## [Set task]
Print verbatim every line starting at the one that contains "Every instance of the truck" and ending at the final line of the records; include both endpoints.

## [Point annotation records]

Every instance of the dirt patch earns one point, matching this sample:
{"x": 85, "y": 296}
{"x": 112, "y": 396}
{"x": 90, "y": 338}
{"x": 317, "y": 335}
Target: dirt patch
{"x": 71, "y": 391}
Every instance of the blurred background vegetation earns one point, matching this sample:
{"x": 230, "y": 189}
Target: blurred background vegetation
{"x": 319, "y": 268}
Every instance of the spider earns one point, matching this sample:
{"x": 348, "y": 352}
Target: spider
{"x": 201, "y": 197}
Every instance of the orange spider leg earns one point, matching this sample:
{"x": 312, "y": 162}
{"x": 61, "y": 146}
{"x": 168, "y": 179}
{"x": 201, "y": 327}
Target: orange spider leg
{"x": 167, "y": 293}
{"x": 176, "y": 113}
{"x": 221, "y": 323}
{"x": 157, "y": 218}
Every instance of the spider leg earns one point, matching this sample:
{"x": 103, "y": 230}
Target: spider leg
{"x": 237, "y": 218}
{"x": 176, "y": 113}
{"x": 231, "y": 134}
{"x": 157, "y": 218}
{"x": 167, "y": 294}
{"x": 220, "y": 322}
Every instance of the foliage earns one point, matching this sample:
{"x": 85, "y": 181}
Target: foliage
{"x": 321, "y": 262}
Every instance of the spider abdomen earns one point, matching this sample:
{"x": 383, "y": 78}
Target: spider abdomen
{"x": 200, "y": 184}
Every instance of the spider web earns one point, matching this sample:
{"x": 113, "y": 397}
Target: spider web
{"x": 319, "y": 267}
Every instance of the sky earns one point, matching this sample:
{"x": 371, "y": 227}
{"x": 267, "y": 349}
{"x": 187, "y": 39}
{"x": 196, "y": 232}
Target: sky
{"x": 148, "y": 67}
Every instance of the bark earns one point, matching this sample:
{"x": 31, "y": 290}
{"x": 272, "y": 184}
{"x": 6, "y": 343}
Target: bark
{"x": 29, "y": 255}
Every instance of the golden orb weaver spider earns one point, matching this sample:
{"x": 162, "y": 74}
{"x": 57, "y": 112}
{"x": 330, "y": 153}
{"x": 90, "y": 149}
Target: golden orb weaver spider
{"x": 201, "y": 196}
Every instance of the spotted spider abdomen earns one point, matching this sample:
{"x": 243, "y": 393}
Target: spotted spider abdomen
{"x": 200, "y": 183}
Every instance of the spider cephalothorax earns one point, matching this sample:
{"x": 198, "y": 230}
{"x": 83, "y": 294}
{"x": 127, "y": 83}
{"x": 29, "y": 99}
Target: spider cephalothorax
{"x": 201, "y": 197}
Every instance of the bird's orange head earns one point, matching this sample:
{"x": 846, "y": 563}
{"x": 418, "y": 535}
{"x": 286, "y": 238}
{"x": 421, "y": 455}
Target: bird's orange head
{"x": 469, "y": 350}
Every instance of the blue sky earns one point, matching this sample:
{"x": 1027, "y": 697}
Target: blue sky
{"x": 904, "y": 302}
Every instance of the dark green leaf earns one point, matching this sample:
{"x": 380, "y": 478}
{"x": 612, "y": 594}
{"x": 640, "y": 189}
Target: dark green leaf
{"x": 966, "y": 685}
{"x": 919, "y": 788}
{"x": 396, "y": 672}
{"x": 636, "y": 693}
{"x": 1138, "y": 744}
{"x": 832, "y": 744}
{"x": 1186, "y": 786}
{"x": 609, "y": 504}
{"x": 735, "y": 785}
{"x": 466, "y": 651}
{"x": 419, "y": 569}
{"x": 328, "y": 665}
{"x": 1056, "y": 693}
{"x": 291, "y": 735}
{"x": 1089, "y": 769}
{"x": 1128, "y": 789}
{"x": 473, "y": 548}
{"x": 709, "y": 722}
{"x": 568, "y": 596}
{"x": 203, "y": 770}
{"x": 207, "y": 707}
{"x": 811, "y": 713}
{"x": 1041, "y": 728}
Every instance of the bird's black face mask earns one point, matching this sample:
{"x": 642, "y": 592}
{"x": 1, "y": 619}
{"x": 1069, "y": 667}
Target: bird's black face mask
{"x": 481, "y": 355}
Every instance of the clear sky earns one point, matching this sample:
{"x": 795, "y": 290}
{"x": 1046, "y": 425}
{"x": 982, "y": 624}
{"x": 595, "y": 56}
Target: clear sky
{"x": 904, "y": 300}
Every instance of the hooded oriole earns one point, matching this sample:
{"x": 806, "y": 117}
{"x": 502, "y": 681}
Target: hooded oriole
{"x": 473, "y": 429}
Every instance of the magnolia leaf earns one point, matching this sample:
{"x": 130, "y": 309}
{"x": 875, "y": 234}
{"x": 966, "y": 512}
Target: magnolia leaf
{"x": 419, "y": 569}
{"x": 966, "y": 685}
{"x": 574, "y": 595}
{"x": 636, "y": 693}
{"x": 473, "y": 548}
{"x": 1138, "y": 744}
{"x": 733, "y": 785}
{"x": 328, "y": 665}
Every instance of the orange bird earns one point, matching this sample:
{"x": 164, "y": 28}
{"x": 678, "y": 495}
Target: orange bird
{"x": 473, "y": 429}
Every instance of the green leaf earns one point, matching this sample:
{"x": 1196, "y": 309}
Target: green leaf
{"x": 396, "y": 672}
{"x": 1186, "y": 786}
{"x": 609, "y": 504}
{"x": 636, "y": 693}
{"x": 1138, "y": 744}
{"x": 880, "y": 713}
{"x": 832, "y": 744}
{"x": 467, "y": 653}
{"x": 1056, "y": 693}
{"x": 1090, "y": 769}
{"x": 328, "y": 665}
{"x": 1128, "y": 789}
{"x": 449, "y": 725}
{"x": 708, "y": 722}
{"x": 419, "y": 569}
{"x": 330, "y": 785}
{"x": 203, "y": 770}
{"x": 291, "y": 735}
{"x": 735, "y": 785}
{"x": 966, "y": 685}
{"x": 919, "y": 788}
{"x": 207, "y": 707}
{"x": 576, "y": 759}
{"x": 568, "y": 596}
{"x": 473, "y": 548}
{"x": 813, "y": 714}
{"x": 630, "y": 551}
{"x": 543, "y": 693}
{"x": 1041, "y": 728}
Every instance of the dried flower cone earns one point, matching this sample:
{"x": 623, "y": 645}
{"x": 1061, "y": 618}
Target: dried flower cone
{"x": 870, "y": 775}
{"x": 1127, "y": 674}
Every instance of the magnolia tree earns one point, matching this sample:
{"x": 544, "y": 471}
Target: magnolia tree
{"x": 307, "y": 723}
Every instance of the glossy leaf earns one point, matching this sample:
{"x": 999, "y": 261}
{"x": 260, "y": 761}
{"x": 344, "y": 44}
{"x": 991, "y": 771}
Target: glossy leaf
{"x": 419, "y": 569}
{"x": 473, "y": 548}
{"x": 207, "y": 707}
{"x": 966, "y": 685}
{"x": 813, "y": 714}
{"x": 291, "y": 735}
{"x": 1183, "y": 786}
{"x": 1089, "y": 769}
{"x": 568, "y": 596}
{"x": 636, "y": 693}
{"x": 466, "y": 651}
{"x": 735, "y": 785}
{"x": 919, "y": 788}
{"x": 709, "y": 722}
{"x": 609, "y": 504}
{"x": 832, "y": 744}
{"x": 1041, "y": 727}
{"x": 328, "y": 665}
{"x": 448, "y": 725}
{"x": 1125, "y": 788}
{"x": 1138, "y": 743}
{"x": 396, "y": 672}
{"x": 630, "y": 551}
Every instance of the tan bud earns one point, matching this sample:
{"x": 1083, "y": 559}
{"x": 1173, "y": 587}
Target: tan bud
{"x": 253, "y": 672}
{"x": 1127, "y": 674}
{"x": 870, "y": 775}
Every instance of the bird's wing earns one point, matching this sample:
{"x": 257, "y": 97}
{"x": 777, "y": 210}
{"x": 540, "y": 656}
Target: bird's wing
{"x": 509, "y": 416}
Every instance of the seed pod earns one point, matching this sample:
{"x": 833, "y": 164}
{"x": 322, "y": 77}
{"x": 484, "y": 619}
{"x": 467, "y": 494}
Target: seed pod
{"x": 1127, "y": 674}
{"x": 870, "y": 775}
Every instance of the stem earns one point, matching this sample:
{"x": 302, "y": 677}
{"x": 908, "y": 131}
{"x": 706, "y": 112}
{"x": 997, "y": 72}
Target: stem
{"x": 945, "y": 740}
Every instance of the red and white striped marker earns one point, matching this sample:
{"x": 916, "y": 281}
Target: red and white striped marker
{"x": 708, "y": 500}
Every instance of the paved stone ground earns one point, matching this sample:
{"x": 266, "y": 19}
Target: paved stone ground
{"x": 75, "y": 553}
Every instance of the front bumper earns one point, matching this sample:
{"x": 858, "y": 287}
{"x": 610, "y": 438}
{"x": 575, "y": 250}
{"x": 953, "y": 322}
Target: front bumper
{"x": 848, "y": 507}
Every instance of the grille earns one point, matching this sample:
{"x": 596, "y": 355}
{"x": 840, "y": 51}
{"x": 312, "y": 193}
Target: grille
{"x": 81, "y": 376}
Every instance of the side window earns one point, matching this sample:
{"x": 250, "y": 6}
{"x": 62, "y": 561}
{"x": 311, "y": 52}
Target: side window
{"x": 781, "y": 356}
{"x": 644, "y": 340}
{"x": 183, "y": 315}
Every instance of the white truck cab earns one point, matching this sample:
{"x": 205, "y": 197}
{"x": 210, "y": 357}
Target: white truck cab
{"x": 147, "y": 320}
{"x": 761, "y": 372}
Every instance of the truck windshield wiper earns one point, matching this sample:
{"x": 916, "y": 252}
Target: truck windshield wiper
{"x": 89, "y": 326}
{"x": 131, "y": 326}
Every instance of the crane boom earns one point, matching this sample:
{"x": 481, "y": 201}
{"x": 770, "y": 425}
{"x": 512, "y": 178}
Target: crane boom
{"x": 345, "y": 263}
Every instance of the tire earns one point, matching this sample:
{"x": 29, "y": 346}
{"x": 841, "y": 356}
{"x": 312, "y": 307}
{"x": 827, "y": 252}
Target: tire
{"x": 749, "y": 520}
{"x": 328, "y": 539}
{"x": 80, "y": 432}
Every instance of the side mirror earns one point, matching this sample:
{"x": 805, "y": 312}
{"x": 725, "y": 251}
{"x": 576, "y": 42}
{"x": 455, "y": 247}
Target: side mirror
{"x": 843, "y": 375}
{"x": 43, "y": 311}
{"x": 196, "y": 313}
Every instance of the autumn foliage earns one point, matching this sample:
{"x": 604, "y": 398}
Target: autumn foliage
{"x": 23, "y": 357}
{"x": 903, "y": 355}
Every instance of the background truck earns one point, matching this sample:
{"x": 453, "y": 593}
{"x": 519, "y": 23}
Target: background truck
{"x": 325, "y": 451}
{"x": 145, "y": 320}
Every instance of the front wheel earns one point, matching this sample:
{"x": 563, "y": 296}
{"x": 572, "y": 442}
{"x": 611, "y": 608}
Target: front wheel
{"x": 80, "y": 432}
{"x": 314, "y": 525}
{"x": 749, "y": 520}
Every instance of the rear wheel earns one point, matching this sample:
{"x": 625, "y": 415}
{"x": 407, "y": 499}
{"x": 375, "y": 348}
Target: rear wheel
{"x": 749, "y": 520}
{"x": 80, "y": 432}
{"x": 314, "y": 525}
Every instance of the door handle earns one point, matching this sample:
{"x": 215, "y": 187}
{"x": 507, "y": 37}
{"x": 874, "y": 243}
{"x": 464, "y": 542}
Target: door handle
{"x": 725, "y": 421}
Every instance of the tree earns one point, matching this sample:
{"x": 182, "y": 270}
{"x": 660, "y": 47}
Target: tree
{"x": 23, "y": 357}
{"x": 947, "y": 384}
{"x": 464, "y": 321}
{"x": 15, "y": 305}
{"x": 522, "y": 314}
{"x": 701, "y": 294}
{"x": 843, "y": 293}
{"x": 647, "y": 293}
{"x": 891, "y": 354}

## [Full answer]
Every instance of the truck windshield wiper earns one point, matching this sample:
{"x": 916, "y": 252}
Target: truck windshield wiper
{"x": 89, "y": 326}
{"x": 131, "y": 326}
Every instance of the crane boom earns one point, matching this sample:
{"x": 481, "y": 201}
{"x": 770, "y": 425}
{"x": 512, "y": 178}
Target: crane boom
{"x": 345, "y": 263}
Every instance of the tire earns one point, matching this sample:
{"x": 29, "y": 346}
{"x": 841, "y": 356}
{"x": 312, "y": 307}
{"x": 827, "y": 252}
Target: tire
{"x": 749, "y": 520}
{"x": 328, "y": 539}
{"x": 80, "y": 432}
Every instance of the side mirror earns one point, matching this sample:
{"x": 805, "y": 312}
{"x": 725, "y": 251}
{"x": 576, "y": 42}
{"x": 455, "y": 247}
Target: side mirror
{"x": 843, "y": 375}
{"x": 43, "y": 311}
{"x": 196, "y": 313}
Every instance of the autumn foliage earns one point, matching this sample:
{"x": 604, "y": 398}
Target: autumn foliage
{"x": 23, "y": 357}
{"x": 903, "y": 355}
Every instance of the background truck earns one point, matching this sample:
{"x": 453, "y": 593}
{"x": 519, "y": 23}
Target: background truck
{"x": 325, "y": 451}
{"x": 145, "y": 320}
Every instance of the front wheel earns one point, matching this sample:
{"x": 563, "y": 296}
{"x": 572, "y": 442}
{"x": 611, "y": 608}
Target: front wheel
{"x": 80, "y": 432}
{"x": 314, "y": 525}
{"x": 749, "y": 520}
Every instance of the rear wheel earns one point, matching this sample:
{"x": 625, "y": 415}
{"x": 407, "y": 499}
{"x": 375, "y": 348}
Target: rear wheel
{"x": 749, "y": 520}
{"x": 80, "y": 432}
{"x": 314, "y": 525}
Every instance of the door handle earns one point, matching this sample:
{"x": 215, "y": 187}
{"x": 507, "y": 37}
{"x": 874, "y": 243}
{"x": 464, "y": 542}
Target: door handle
{"x": 725, "y": 421}
Every instance of the tree earns one point, matching this sample:
{"x": 182, "y": 270}
{"x": 660, "y": 47}
Target: tree
{"x": 23, "y": 357}
{"x": 947, "y": 384}
{"x": 464, "y": 321}
{"x": 15, "y": 305}
{"x": 522, "y": 314}
{"x": 701, "y": 294}
{"x": 843, "y": 293}
{"x": 647, "y": 293}
{"x": 891, "y": 354}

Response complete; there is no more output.